= WHAT YOU NEED TO DO =
Can you lay out the stretch of the data below, from the line containing "Reviewer note: verify that every instance of the dark table" through the line containing "<point>13,18</point>", as a Markdown table with the columns Row and Line? Leave out any blank lines.

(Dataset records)

···

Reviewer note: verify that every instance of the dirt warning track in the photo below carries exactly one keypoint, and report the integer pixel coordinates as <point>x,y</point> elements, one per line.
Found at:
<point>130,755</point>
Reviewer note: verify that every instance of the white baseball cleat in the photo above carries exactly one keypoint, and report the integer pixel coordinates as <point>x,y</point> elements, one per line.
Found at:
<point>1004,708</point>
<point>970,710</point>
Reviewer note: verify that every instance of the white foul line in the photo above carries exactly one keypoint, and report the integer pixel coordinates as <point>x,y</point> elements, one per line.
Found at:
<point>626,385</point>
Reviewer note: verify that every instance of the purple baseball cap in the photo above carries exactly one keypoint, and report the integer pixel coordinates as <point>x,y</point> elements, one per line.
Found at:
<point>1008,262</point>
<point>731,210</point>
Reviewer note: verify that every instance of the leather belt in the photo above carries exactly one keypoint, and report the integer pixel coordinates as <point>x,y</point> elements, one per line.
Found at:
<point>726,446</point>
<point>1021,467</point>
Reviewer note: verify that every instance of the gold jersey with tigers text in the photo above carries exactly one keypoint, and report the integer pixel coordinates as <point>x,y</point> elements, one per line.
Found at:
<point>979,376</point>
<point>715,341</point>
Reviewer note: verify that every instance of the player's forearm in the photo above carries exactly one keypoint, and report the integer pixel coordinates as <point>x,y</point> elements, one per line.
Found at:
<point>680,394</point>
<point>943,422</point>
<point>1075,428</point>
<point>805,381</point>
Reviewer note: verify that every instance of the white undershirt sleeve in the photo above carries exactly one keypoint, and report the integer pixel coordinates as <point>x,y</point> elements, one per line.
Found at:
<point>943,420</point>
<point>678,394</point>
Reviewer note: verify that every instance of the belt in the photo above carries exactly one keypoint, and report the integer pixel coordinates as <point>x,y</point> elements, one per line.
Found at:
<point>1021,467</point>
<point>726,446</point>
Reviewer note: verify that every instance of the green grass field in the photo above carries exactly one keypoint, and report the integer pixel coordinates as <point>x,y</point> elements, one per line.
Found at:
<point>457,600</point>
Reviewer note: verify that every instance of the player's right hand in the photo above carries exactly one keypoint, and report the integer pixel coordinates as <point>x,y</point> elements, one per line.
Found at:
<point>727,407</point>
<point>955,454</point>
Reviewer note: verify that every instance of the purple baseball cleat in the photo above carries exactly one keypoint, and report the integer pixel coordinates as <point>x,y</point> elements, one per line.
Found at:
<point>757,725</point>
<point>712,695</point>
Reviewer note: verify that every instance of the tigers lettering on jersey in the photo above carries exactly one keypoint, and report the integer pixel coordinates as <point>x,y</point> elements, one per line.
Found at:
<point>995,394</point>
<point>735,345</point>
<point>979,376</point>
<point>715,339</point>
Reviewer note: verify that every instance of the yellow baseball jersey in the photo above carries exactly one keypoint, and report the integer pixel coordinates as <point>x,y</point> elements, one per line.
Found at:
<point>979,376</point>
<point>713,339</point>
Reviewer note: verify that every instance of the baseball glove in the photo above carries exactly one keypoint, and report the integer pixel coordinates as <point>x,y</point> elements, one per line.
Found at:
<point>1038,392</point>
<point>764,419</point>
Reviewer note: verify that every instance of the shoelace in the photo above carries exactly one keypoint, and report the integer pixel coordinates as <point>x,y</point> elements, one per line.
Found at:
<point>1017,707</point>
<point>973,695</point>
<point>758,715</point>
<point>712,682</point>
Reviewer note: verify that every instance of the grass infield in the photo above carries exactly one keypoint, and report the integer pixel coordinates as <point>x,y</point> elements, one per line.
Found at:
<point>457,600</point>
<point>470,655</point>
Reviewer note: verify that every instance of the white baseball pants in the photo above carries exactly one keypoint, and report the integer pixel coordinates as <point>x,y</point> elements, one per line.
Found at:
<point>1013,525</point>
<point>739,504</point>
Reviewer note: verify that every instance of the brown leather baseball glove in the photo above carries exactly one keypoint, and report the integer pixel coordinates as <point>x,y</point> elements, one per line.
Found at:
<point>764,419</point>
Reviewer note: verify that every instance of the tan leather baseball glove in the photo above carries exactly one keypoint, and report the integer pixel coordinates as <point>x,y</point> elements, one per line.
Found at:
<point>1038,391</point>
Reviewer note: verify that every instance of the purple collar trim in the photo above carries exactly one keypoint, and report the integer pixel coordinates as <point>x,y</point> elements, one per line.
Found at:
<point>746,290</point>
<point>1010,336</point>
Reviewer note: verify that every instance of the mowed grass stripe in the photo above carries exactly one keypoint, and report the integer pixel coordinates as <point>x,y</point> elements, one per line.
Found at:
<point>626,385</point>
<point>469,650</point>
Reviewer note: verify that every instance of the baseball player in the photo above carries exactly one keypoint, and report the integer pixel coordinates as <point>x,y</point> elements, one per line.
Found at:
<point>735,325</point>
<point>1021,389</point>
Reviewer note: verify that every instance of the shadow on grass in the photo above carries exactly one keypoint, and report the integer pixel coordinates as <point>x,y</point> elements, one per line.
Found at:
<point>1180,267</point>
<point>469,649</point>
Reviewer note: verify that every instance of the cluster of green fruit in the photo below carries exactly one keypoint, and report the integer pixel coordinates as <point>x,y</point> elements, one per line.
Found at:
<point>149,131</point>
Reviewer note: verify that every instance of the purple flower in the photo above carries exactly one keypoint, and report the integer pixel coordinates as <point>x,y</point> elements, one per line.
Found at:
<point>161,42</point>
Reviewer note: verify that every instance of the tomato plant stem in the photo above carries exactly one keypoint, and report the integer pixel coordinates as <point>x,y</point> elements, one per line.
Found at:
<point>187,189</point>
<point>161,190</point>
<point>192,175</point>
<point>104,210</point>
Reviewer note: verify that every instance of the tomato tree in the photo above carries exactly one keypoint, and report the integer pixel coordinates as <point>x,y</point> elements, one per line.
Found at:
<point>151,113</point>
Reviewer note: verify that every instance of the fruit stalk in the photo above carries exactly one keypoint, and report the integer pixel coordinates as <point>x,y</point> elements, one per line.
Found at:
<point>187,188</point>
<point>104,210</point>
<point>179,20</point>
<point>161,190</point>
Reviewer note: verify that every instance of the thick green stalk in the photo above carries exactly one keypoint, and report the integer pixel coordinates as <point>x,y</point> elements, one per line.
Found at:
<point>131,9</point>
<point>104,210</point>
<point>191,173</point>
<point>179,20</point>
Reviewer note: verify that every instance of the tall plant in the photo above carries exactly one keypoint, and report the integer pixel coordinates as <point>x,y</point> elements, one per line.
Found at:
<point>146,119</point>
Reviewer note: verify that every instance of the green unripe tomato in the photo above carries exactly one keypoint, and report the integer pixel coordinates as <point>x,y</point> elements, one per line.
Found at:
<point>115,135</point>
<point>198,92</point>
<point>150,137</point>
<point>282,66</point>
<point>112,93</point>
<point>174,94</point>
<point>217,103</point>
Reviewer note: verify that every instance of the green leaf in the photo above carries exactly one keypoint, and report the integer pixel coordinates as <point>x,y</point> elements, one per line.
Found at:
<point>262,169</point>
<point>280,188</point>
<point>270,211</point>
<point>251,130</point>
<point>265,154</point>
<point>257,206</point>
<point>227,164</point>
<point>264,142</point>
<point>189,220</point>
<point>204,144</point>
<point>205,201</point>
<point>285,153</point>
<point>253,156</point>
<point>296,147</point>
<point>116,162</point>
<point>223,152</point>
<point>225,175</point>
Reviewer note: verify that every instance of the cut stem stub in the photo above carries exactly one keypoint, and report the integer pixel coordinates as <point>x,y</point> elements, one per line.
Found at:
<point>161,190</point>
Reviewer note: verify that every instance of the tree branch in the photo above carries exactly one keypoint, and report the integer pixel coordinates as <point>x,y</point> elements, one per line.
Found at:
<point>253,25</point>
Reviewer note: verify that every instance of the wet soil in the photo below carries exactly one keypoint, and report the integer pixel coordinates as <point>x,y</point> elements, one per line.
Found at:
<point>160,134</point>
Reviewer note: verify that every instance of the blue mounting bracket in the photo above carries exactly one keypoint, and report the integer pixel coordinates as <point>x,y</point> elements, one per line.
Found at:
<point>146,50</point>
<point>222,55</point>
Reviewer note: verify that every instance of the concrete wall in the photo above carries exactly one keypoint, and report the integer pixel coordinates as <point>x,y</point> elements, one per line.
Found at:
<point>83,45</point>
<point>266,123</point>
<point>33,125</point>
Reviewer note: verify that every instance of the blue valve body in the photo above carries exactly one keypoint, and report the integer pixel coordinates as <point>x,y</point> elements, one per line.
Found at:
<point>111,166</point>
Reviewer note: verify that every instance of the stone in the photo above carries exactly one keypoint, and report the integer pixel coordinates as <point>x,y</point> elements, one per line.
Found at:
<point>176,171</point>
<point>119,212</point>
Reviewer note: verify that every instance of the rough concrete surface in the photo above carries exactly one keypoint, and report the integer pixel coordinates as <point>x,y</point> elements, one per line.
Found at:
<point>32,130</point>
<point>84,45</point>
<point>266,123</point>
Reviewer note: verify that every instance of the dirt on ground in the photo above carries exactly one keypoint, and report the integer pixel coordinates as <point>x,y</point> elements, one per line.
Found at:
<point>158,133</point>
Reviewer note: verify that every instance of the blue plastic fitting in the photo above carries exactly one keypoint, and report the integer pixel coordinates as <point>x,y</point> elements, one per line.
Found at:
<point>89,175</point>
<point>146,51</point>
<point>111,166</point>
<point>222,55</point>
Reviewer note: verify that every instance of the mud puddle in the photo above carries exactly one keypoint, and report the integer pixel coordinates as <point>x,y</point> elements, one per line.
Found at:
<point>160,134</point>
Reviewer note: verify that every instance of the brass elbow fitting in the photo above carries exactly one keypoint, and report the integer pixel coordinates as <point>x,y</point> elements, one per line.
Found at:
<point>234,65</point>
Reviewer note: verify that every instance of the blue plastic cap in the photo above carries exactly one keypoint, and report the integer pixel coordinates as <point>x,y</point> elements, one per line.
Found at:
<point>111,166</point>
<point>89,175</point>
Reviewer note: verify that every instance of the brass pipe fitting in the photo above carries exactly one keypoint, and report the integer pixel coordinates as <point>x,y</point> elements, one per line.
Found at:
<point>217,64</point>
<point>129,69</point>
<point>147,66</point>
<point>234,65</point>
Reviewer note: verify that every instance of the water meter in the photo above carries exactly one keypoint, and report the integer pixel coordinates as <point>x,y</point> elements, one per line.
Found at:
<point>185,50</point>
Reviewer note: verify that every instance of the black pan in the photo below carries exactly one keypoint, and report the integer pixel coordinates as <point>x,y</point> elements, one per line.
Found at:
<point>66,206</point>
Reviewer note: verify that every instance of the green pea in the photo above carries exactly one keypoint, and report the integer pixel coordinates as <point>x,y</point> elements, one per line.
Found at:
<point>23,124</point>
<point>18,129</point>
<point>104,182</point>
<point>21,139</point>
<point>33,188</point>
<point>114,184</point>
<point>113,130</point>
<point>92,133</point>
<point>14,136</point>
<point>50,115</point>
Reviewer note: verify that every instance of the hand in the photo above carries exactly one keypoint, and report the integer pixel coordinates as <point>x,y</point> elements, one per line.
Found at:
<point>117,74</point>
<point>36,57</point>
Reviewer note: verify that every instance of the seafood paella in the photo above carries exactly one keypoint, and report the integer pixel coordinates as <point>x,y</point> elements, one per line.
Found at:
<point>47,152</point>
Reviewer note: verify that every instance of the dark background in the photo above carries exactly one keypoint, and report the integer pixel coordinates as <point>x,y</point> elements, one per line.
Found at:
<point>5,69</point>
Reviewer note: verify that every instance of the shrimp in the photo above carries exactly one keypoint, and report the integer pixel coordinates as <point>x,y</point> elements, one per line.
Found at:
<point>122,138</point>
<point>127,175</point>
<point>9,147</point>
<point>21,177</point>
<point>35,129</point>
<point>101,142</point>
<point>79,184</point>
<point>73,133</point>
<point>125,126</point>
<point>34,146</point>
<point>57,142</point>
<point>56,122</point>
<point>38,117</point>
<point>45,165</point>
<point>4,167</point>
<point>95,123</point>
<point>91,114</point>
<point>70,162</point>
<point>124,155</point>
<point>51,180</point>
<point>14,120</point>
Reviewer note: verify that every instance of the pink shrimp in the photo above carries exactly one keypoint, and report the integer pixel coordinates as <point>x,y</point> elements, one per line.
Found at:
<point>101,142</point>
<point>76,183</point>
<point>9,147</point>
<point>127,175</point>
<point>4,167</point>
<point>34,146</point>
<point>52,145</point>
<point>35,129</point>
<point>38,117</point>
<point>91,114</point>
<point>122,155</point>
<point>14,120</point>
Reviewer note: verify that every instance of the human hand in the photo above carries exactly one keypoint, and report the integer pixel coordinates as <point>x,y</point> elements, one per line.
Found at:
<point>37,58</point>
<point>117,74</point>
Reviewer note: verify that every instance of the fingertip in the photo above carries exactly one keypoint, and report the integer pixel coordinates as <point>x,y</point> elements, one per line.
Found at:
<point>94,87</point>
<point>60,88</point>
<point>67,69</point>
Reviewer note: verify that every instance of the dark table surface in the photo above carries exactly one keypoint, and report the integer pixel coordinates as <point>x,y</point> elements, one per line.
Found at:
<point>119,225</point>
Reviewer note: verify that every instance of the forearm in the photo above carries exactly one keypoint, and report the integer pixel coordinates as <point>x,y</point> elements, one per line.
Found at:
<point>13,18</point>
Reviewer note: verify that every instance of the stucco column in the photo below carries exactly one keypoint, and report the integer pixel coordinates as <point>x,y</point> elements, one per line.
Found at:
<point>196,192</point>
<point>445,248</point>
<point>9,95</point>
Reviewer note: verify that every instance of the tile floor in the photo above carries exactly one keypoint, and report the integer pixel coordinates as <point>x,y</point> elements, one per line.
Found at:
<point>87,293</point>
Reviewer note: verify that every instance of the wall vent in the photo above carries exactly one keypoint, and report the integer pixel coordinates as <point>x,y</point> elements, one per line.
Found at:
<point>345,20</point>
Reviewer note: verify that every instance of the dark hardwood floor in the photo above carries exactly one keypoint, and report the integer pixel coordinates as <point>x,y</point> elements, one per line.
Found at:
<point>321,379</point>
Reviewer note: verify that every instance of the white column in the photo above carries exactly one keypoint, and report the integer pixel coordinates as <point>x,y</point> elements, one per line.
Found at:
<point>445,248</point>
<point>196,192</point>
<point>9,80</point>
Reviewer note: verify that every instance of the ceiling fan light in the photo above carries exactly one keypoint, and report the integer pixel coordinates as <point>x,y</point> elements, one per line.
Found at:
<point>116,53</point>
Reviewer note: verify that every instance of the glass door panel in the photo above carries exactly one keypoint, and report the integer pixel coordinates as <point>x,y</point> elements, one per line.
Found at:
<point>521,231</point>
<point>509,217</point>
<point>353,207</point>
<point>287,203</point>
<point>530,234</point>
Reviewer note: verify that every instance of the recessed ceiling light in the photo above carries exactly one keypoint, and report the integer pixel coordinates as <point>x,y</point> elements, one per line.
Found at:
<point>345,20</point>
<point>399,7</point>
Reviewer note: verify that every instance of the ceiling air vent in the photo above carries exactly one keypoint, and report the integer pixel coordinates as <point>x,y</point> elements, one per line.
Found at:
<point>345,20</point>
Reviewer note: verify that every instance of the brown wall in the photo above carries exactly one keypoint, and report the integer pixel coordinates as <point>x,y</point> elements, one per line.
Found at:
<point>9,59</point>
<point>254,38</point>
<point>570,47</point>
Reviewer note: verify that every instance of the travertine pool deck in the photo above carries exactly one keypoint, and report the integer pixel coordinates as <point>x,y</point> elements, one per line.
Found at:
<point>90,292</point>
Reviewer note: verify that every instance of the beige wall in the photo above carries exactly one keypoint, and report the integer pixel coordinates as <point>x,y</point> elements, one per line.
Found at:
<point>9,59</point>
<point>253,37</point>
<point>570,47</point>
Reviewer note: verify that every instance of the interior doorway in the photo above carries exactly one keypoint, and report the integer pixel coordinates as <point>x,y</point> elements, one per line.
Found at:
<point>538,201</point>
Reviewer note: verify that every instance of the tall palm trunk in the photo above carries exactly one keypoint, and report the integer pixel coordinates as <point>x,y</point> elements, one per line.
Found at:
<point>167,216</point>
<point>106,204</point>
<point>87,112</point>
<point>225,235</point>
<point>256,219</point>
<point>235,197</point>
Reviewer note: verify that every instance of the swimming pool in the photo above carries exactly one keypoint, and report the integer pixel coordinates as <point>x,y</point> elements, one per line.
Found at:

···

= THE RESPONSE =
| Row | Line |
|---|---|
| 1 | Reviewer note: verify that every instance of the dark table surface in the photo above carries exactly one keypoint, and report the integer pixel coordinates as <point>x,y</point> elements, one per line. |
| 2 | Found at: |
| 3 | <point>119,225</point> |
| 4 | Reviewer note: verify that every instance of the forearm in the photo above carries exactly one keypoint, and report the integer pixel coordinates as <point>x,y</point> elements, one per line. |
| 5 | Found at: |
| 6 | <point>13,18</point> |